### Task statement
From the passage on the QCGN below, list every word that it says is an action verb.

### Given passage
══════

The QCGN is the funding conduit for a motley crew of professional grant applicants and memberless organizations which includes the Quebec Community Newspaper Association. I was a founding president of the QCNA’s predecessor and the Hudson/St. Lazare Gazette, the newspaper I now edit, was a founding member. We quit when we realized the sum of the QCNA’s efforts lay in forcing its members to accept spurious, even criminal national classified advertising for a pittance and foisting a bogus readership-measurement system off on its members at enormous cost and negligible value. These poseurs couldn’t get a buck’s worth of federal advertising. Their leadership was so gutless, they couldn’t even bring themselves to confront Canada Post over its extortionist practices. Their sole raison d’etre is to give each other good-journalism ribbons at boozy annual awards banquets.
The QCGN’s latest initiative? “The Hub, a new Internet-based interregional, intersectoral, and multidisciplinary directory for the English-speaking communities in Quebec.” It’s possible these folks have found a way to make the Internet pay, but it’s more likely their hapless members will end up paying for something nobody uses. I smell another scam.
In fact this whole crowd reeks to high heaven. Take Industry Canada’s Community Tables. A few years back, I agreed to be on a Community Table committee so I could figure out what they did. They came to Hudson and held a four-hour workshop. I still don’t know what they do, but I’ve still got the fancy pen.
The same thing goes for the QCGN. By God, these people talk! They fly and drive themselves all over the province to talk endlessly about what must be done to save the English-speaking community, but heaven forbid that you ask them for tangible results. because talk doesn’t produce tangible results. Talk is for its own sake. Seminars, conferences, symposia and consultations are all variations on the yammerfest ethos that permeates the QCGN.
There are no action verbs in the QCGN vocabulary. Build, identify and develop are not action verbs. Hire, subsidize, advertise and train are action verbs, as in advertising for minority mother-tongue employees, hiring them and subsidizing their training in the other official language. That should be a priority here in Quebec. It isn’t.
Where are the English school boards in this QCGN Youth Project? Nowhere to be seen, yet the English school boards have almost limitless power in their communities to decide who’s hired as a teacher, who gets buses and who gets the money.
There’s nothing on this planet quite as full of hyperbolic, self-important rhetoric as a Canadian Heritage press release. I know because I used to write them for the Secretary of State’s office. Is there an anglo in Quebec who buys the following line of bull?

══════

Items from a dataset
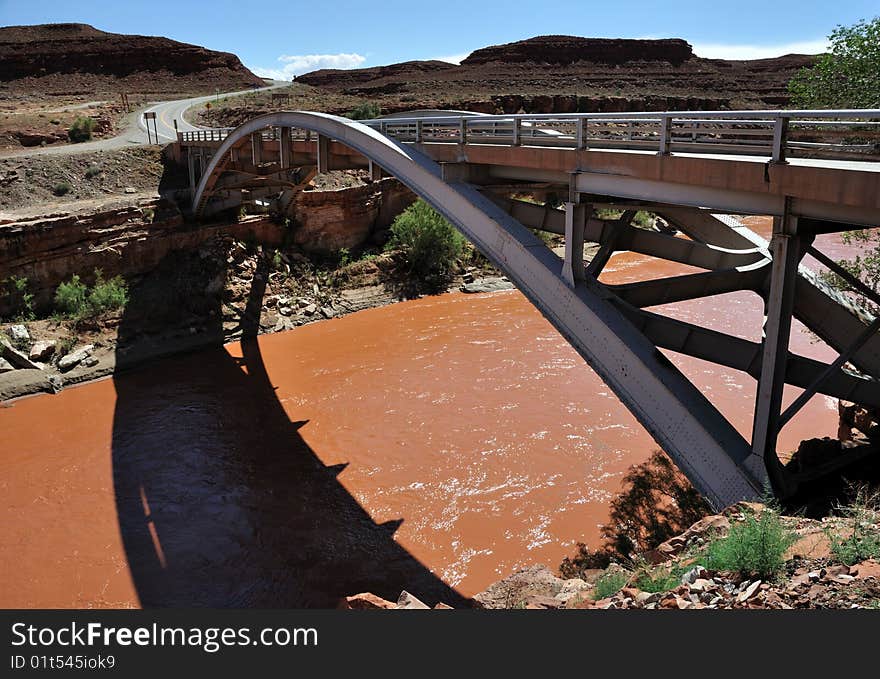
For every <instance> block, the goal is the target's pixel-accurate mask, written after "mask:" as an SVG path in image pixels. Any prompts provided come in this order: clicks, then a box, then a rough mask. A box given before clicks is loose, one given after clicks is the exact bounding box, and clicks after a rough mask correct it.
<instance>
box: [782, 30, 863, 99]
mask: <svg viewBox="0 0 880 679" xmlns="http://www.w3.org/2000/svg"><path fill="white" fill-rule="evenodd" d="M828 39H829V41H830V42H831V51H830V52H828V53H827V54H823V55H822V56H820V57H819V59H818V60H817V61H816V63H815V65H813V66H812V67H808V68H804V69H802V70H801V71H800V72H798V73H797V74H796V75H795V77H794V78H792V80H791V82H790V83H789V85H788V89H789V93H790V94H791V97H792V102H793V104H794V105H795V106H799V107H803V108H877V107H878V106H880V17H874V18H873V19H865V20H862V21H860V22H858V23H856V24H854V25H852V26H838V27H837V28H835V29H834V30H833V31H832V32H831V35H829V36H828Z"/></svg>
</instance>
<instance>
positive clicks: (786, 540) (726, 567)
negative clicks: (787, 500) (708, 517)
mask: <svg viewBox="0 0 880 679" xmlns="http://www.w3.org/2000/svg"><path fill="white" fill-rule="evenodd" d="M794 540H795V535H794V533H792V532H791V531H790V530H788V529H786V528H785V526H783V525H782V521H781V520H780V518H779V515H778V514H777V513H776V512H774V511H772V510H770V509H765V510H764V511H762V512H761V515H760V517H759V518H757V519H756V518H755V517H753V516H750V517H747V518H746V520H745V521H743V522H742V523H737V524H734V525H733V526H731V528H730V532H729V533H728V534H727V537H724V538H720V539H717V540H714V541H712V542H710V543H709V547H708V550H707V561H706V565H707V567H708V568H710V569H713V570H721V571H735V572H736V573H739V574H740V575H741V576H743V577H749V578H752V577H755V578H761V579H763V580H769V579H772V578H773V577H775V576H776V575H777V574H778V573H779V572H780V571H781V570H782V567H783V565H784V564H785V559H784V556H785V550H787V549H788V548H789V547H791V545H792V544H793V543H794Z"/></svg>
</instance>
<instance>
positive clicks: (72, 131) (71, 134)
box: [67, 116, 95, 144]
mask: <svg viewBox="0 0 880 679" xmlns="http://www.w3.org/2000/svg"><path fill="white" fill-rule="evenodd" d="M94 129H95V121H94V120H92V119H91V118H89V117H87V116H79V117H78V118H77V119H76V120H74V121H73V125H71V126H70V129H69V130H67V138H68V139H70V141H72V142H73V143H74V144H79V143H81V142H84V141H90V140H91V138H92V132H93V131H94Z"/></svg>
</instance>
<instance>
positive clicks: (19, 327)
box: [9, 324, 31, 342]
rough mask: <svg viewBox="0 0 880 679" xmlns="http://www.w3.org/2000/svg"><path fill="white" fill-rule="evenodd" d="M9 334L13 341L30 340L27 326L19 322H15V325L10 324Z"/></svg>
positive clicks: (19, 341)
mask: <svg viewBox="0 0 880 679" xmlns="http://www.w3.org/2000/svg"><path fill="white" fill-rule="evenodd" d="M9 336H10V337H12V341H13V342H30V341H31V336H30V333H28V331H27V328H26V327H25V326H23V325H21V324H16V325H13V326H10V328H9Z"/></svg>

══════

### Exercise solution
Hire, subsidize, advertise, train